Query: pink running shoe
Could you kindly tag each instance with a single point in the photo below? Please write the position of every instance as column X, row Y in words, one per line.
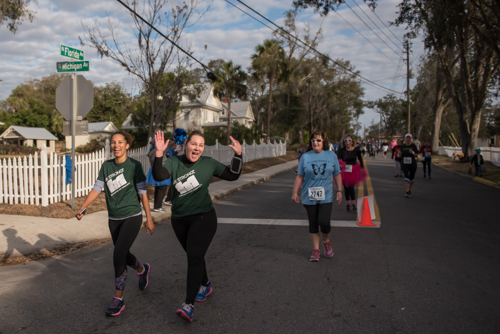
column 315, row 256
column 328, row 249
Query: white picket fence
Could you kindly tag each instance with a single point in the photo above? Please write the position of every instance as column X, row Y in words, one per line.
column 491, row 154
column 41, row 179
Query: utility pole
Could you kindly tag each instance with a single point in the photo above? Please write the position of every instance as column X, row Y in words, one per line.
column 408, row 83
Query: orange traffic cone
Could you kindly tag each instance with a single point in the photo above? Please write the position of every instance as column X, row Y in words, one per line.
column 366, row 217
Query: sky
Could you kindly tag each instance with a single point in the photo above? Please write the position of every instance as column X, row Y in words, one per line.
column 222, row 31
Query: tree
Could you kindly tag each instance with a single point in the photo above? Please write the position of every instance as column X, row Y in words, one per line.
column 230, row 84
column 267, row 63
column 13, row 12
column 447, row 24
column 111, row 104
column 155, row 54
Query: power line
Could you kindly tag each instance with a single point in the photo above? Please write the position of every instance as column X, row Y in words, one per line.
column 373, row 11
column 371, row 29
column 375, row 23
column 323, row 55
column 364, row 37
column 161, row 34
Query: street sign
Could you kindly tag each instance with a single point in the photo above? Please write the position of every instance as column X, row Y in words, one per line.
column 73, row 66
column 81, row 128
column 84, row 97
column 70, row 52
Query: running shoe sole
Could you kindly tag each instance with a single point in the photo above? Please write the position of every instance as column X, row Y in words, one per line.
column 208, row 294
column 181, row 314
column 116, row 314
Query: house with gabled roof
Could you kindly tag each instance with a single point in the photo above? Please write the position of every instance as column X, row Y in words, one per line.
column 28, row 136
column 97, row 130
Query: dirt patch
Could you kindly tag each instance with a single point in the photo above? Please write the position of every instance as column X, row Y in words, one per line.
column 63, row 209
column 492, row 171
column 60, row 250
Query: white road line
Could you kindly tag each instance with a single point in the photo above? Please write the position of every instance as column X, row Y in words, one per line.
column 289, row 222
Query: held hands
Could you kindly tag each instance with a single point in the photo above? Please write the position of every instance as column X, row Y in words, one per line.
column 150, row 226
column 236, row 146
column 161, row 146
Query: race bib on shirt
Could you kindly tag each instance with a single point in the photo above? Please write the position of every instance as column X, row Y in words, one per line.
column 316, row 193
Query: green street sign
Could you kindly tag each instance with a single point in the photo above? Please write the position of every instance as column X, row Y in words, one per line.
column 73, row 66
column 67, row 51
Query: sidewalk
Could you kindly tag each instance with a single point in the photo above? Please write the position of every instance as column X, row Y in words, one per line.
column 25, row 235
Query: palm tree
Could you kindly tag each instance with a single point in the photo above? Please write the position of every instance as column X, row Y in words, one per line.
column 230, row 84
column 267, row 62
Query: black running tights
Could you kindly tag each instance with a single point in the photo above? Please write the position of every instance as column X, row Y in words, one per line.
column 123, row 233
column 319, row 216
column 195, row 233
column 350, row 193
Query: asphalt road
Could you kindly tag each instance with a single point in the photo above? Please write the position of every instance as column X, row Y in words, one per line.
column 432, row 267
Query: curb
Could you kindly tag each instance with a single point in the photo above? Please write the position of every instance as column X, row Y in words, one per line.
column 470, row 177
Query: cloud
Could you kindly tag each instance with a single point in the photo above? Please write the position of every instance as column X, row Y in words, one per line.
column 227, row 32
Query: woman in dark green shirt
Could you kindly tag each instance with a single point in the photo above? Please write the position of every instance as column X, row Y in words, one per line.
column 125, row 183
column 193, row 216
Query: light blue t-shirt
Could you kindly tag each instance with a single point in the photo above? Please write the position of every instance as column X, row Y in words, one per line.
column 318, row 169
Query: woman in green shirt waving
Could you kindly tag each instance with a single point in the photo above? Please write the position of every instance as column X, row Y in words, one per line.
column 193, row 215
column 125, row 183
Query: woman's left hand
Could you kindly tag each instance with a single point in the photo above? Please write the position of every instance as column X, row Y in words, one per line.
column 236, row 146
column 150, row 226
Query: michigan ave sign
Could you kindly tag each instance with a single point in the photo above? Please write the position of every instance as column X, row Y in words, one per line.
column 73, row 66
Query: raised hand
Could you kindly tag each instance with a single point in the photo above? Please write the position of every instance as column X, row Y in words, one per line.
column 160, row 143
column 236, row 146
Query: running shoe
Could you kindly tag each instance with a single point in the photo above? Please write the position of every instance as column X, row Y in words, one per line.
column 116, row 308
column 328, row 249
column 144, row 277
column 204, row 292
column 186, row 312
column 315, row 256
column 160, row 210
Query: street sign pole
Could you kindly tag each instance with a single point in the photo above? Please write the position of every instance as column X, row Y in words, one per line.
column 73, row 130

☆ ☆ ☆ ☆ ☆ ☆ ☆

Task details:
The data above should be returned in full, exactly as written, apart from its images.

Written response:
Query: pink running shoe
Could you kindly tag each instance with a single point in the photo below? Please write the position of every instance as column X, row Y in words, one per line.
column 315, row 256
column 328, row 249
Query: white picket fence
Could you kindly tag each instance with a single point in the photo above? Please write the position of every instance as column X, row Y in words, one per line.
column 491, row 154
column 41, row 179
Query: utility pole
Could you kindly tag each instance with a single point in the photo above? Please write the position of every instance as column X, row Y in words, one per line.
column 408, row 83
Query: orange traffic cone
Could you kindly tag each instance with a single point in the photo above? Please write the position of every instance as column X, row Y in words, one per line.
column 366, row 217
Query: sky
Could you kindly tag each instance with a single point in the photo above? Please write the position of every instance as column X, row Y in words, one per line.
column 222, row 31
Query: tree
Could you kindly tag each instance with a single point in the photo above? Please write the position of every instance as column X, row Y in words, one per line.
column 230, row 84
column 267, row 63
column 13, row 12
column 447, row 24
column 111, row 104
column 155, row 54
Query: power line
Could you kindly tag each instance with a single point in the photo above? Please write the position of every instance as column X, row Y in words, one per line.
column 373, row 11
column 371, row 29
column 375, row 23
column 323, row 55
column 364, row 37
column 161, row 34
Query: street sign
Could you kindly tag each instance with a single point in the photo above? Please write the position of every instance as column X, row Y in words, one per line.
column 73, row 66
column 81, row 128
column 84, row 97
column 70, row 52
Query: running shoe sole
Could you kindly tag each instance with a single point in the photo above? Please write the position of every instance as column X, row Y in words, one per line.
column 208, row 294
column 181, row 314
column 116, row 314
Query: house with gabled roof
Could you kindly tag each instance with a single point in the photo above? Please write the position of every instance as column X, row Y in words, one per line.
column 28, row 136
column 97, row 130
Query: dirt patch
Could you kindly tag each instance with a single point in the photo above? Please write the position of every instance as column X, row Y in words, one per line.
column 63, row 209
column 492, row 171
column 60, row 250
Query: white road line
Could you kindly tag each instance with a single point in the photo above? Please write the position of every instance as column X, row Y in words, one per line.
column 289, row 222
Query: held hands
Could you kindly tag each instance with a single point in the photo above? Please write the position of every instance as column X, row Y in words, one per line.
column 150, row 226
column 236, row 146
column 161, row 146
Query: race bib on shirt
Could you kindly tag each instance with a single point in the photo above? Please write the position of every instance as column X, row Y in words, one per line.
column 316, row 193
Query: green street sign
Could you kindly tag each instance with a single point in the photo above? Please write the position of every instance as column X, row Y in words, one per line.
column 73, row 66
column 67, row 51
Query: sidewalk
Could you kindly tag each instance with a single point in the photo above? Please write the position of every instance as column X, row Y in words, one per line.
column 25, row 235
Query: palm tree
Could you kindly tag each instance with a single point in the photo above? Please write the position of every instance as column X, row Y in words, one per line.
column 230, row 84
column 267, row 62
Query: black running tights
Could you kindly tag each instance with a single point in the photo above? Please write the position of every instance as column X, row Y in words, one per line.
column 123, row 233
column 319, row 216
column 195, row 233
column 350, row 193
Query: asphalt road
Could you kindly tag each instance with a single point in the photo above? Please write the position of every instance as column X, row Y in words, one per line.
column 432, row 267
Query: curb
Could you kindly tag each instance with a single point in the photo above? Please write the position of every instance as column X, row Y in words, one per line.
column 470, row 177
Query: cloud
Could you kindly tag each instance with a single point in the photo above? Please write the position of every instance as column X, row Y in words, one per line.
column 227, row 32
Query: woman in dark green shirt
Could you kindly tag each instance with a single point in the photo above? Please write the position of every instance as column X, row Y in words, one per line.
column 125, row 183
column 193, row 216
Query: light blue t-shirt
Could you kindly tag each instance with a single point in the photo above? Please write the position of every instance as column X, row Y in words, one per line.
column 318, row 169
Query: woman in green shirt waving
Could you kindly tag each instance with a single point in the photo above? Please write the position of every instance as column X, row Y in words, one per line.
column 193, row 215
column 125, row 183
Query: woman's left hand
Could you kindly tag each instance with a single point in the photo above? Please write the position of every instance as column X, row Y in words, one per line.
column 236, row 146
column 150, row 226
Query: michigan ave sign
Could you kindly tag each instance with a single point in the photo above? Please write the position of every instance as column X, row Y in words, one per line.
column 73, row 66
Query: raised hand
Could you kindly tag each instance with a single point in the photo above? Please write the position of every instance as column X, row Y in words, one per line.
column 160, row 143
column 236, row 146
Query: running shoe
Could you kindly tag each instance with a single point in the photo above? Please write the position of every instance as column X, row Y in words, one per line.
column 116, row 308
column 328, row 249
column 144, row 277
column 204, row 292
column 186, row 312
column 315, row 256
column 160, row 210
Query: street sign pole
Could you kindly tag each instance with a single point in the photo above? Please write the position of every instance as column X, row Y in words, one per line.
column 73, row 130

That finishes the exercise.